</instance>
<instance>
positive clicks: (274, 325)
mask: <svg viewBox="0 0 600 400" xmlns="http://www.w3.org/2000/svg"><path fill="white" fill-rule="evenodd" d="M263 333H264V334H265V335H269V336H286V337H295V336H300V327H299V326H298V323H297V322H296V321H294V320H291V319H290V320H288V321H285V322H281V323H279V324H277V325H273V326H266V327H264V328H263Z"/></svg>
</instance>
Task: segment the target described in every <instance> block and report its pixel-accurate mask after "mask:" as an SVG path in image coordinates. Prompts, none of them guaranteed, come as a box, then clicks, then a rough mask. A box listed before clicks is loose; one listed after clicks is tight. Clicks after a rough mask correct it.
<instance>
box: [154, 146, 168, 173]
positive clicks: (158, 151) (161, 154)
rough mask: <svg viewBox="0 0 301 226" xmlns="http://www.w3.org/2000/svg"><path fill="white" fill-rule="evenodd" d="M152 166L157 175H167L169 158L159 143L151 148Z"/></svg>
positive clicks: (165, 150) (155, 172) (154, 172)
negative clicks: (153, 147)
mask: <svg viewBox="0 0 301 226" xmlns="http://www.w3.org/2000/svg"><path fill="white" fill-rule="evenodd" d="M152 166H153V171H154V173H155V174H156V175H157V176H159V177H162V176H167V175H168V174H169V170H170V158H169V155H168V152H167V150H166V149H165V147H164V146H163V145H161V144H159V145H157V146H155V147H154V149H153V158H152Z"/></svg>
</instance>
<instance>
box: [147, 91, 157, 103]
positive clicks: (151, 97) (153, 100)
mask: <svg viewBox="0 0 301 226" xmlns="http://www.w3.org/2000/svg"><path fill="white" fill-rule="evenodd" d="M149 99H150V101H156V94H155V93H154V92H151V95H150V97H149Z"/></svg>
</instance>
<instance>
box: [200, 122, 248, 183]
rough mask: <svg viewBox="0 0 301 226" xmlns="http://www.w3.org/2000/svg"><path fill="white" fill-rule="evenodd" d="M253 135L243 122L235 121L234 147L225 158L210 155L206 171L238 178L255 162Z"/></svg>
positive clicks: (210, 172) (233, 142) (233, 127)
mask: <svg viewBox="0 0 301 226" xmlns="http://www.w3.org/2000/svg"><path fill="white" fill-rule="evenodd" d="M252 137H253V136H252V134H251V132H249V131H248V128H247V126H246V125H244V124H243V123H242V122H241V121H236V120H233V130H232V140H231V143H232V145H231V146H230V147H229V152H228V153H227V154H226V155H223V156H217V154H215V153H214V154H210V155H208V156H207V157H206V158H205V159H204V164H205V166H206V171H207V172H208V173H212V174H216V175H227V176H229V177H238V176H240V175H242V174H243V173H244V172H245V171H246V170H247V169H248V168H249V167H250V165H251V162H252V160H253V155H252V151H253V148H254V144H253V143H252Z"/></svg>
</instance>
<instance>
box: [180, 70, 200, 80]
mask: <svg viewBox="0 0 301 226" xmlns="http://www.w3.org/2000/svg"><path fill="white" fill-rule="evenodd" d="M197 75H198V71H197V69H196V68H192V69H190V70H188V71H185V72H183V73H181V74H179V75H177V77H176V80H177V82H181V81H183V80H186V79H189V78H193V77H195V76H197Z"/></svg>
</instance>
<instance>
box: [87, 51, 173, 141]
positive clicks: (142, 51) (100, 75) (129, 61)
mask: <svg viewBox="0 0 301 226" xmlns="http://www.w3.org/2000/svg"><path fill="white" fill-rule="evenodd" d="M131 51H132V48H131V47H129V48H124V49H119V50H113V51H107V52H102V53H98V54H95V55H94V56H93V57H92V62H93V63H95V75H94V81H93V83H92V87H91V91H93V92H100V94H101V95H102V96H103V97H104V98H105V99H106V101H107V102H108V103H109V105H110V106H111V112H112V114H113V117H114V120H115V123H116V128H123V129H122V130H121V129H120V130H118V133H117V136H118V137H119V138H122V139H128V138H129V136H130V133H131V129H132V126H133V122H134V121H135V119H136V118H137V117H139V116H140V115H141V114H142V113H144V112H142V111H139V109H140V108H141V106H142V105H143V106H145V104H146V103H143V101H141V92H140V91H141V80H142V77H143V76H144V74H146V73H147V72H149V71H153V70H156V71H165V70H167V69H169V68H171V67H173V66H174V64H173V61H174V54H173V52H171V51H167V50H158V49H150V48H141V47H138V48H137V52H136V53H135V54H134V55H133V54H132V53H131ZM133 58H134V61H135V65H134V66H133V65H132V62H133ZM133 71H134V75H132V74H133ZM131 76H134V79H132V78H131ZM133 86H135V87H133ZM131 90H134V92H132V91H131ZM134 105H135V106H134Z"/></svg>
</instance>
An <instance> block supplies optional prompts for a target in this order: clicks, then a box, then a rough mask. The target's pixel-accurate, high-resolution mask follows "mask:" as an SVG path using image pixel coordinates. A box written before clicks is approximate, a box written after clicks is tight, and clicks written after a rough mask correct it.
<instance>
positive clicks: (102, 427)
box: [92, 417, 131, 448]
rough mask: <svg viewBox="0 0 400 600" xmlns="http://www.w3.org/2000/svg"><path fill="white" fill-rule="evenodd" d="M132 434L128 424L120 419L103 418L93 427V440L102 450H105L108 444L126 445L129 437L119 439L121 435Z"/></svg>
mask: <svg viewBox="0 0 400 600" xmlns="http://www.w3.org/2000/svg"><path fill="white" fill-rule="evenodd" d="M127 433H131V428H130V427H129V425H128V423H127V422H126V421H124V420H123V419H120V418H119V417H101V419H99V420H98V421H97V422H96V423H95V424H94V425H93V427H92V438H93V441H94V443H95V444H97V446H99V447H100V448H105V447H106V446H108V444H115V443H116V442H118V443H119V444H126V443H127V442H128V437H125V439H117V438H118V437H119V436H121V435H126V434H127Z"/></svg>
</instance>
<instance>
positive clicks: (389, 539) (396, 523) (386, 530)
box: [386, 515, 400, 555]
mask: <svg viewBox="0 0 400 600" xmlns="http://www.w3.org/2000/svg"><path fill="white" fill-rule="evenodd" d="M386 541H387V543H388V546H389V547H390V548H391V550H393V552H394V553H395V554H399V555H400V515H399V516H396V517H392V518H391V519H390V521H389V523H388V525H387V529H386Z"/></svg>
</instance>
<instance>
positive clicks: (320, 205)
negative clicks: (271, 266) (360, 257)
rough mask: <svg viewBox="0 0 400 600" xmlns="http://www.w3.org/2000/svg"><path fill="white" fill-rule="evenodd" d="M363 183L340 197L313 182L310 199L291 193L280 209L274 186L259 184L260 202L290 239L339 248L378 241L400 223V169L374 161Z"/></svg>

• • •

YOUR OBJECTIVE: Each record above should be restated word for word.

TASK ANSWER:
</instance>
<instance>
positive clicks: (274, 325)
mask: <svg viewBox="0 0 600 400" xmlns="http://www.w3.org/2000/svg"><path fill="white" fill-rule="evenodd" d="M263 333H264V334H265V335H269V336H286V337H295V336H300V327H299V326H298V323H297V322H296V321H294V320H291V319H290V320H288V321H285V322H281V323H279V324H277V325H273V326H266V327H264V328H263Z"/></svg>
</instance>
Task: segment the target described in every <instance> block and report its pixel-accurate mask after "mask:" as an SVG path in image coordinates. Prompts, none of them guaranteed, come as a box, then clicks, then a rough mask. A box listed before clicks is loose; one listed after clicks is tight. Clicks after a rough mask correct it.
<instance>
box: [154, 146, 168, 173]
positive clicks: (158, 151) (161, 154)
rough mask: <svg viewBox="0 0 301 226" xmlns="http://www.w3.org/2000/svg"><path fill="white" fill-rule="evenodd" d="M152 166L157 175H167L169 158L159 143L151 148Z"/></svg>
positive clicks: (165, 150) (155, 172) (154, 172)
negative clicks: (153, 147)
mask: <svg viewBox="0 0 301 226" xmlns="http://www.w3.org/2000/svg"><path fill="white" fill-rule="evenodd" d="M152 166H153V171H154V173H155V174H156V175H157V176H159V177H162V176H167V175H168V174H169V170H170V158H169V155H168V152H167V150H166V149H165V147H164V146H163V145H161V144H159V145H157V146H155V147H154V149H153V158H152Z"/></svg>
</instance>
<instance>
box: [147, 91, 157, 103]
positive clicks: (151, 97) (153, 100)
mask: <svg viewBox="0 0 301 226" xmlns="http://www.w3.org/2000/svg"><path fill="white" fill-rule="evenodd" d="M149 99H150V101H156V94H155V93H154V92H151V95H150V97H149Z"/></svg>
</instance>
<instance>
box: [200, 122, 248, 183]
rough mask: <svg viewBox="0 0 301 226" xmlns="http://www.w3.org/2000/svg"><path fill="white" fill-rule="evenodd" d="M253 135L243 122L235 121L234 147L225 158L210 155L206 171L238 178L255 162Z"/></svg>
positive clicks: (210, 172) (233, 142) (233, 127)
mask: <svg viewBox="0 0 301 226" xmlns="http://www.w3.org/2000/svg"><path fill="white" fill-rule="evenodd" d="M252 137H253V136H252V134H251V132H249V131H248V128H247V126H246V125H244V124H243V123H242V122H241V121H236V120H233V130H232V140H231V143H232V145H231V146H230V147H229V152H228V153H227V154H226V155H223V156H217V154H215V153H214V154H210V155H208V156H207V157H206V158H205V159H204V164H205V166H206V171H207V172H208V173H212V174H216V175H227V176H229V177H238V176H240V175H242V174H243V173H244V172H245V171H246V170H247V169H248V168H249V167H250V165H251V162H252V160H253V155H252V151H253V148H254V144H253V143H252Z"/></svg>
</instance>
<instance>
box: [180, 70, 200, 80]
mask: <svg viewBox="0 0 301 226" xmlns="http://www.w3.org/2000/svg"><path fill="white" fill-rule="evenodd" d="M197 75H198V71H197V69H196V68H192V69H190V70H188V71H185V72H183V73H181V74H179V75H177V77H176V80H177V82H181V81H183V80H186V79H189V78H193V77H195V76H197Z"/></svg>
</instance>
<instance>
box: [87, 51, 173, 141]
positive clicks: (142, 51) (100, 75) (129, 61)
mask: <svg viewBox="0 0 301 226" xmlns="http://www.w3.org/2000/svg"><path fill="white" fill-rule="evenodd" d="M131 51H132V48H131V47H129V48H124V49H119V50H113V51H107V52H102V53H98V54H95V55H94V56H93V57H92V62H93V63H95V75H94V81H93V83H92V87H91V91H93V92H100V94H101V95H102V96H103V97H104V98H105V99H106V101H107V102H108V103H109V105H110V106H111V112H112V114H113V117H114V120H115V123H116V128H123V129H122V130H121V129H120V130H118V133H117V136H118V137H119V138H122V139H128V138H129V136H130V133H131V129H132V126H133V122H134V121H135V119H136V118H137V117H139V116H140V115H141V114H142V113H144V112H142V111H139V109H140V108H141V106H142V105H143V106H145V104H146V103H143V101H141V92H140V91H141V80H142V77H143V76H144V74H146V73H147V72H149V71H153V70H156V71H165V70H167V69H169V68H171V67H173V66H174V64H173V61H174V54H173V52H171V51H167V50H158V49H150V48H141V47H138V48H137V52H136V53H135V54H134V55H133V54H132V53H131ZM133 58H134V61H135V65H134V66H133V65H132V62H133ZM133 71H134V75H132V74H133ZM131 76H134V79H132V78H131ZM133 86H135V87H133ZM131 90H134V92H132V91H131ZM134 105H135V106H134Z"/></svg>
</instance>
An <instance> block supplies optional prompts for a target in this order: clicks, then a box, then a rough mask. The target's pixel-accurate, high-resolution mask follows "mask:" as an SVG path using image pixel coordinates. A box written before clicks is approximate, a box written after clicks is tight, and clicks written after a rough mask correct it.
<instance>
positive clicks: (102, 427)
box: [92, 417, 131, 448]
rough mask: <svg viewBox="0 0 400 600" xmlns="http://www.w3.org/2000/svg"><path fill="white" fill-rule="evenodd" d="M132 434L128 424L120 419L103 418L93 427V440L102 450H105L108 444L126 445L129 437L119 439L121 435Z"/></svg>
mask: <svg viewBox="0 0 400 600" xmlns="http://www.w3.org/2000/svg"><path fill="white" fill-rule="evenodd" d="M127 433H131V428H130V427H129V425H128V423H127V422H126V421H124V420H123V419H120V418H119V417H101V419H99V420H98V421H97V422H96V423H95V424H94V425H93V427H92V438H93V441H94V443H95V444H97V446H99V447H100V448H105V447H106V446H108V444H115V443H116V442H118V443H119V444H126V443H127V442H128V437H125V439H117V438H118V437H119V436H121V435H126V434H127Z"/></svg>
</instance>
<instance>
positive clicks: (389, 539) (396, 523) (386, 530)
box: [386, 515, 400, 555]
mask: <svg viewBox="0 0 400 600" xmlns="http://www.w3.org/2000/svg"><path fill="white" fill-rule="evenodd" d="M386 541H387V543H388V546H389V547H390V548H391V550H393V552H394V553H395V554H399V555H400V515H399V516H396V517H392V518H391V519H390V521H389V523H388V525H387V529H386Z"/></svg>
</instance>
<instance>
positive clicks: (320, 205)
negative clicks: (271, 266) (360, 257)
rough mask: <svg viewBox="0 0 400 600" xmlns="http://www.w3.org/2000/svg"><path fill="white" fill-rule="evenodd" d="M363 183L340 197L313 182L310 199L291 193L280 209L274 186L259 184L260 202L290 239L339 248L378 241L400 223V169L374 161Z"/></svg>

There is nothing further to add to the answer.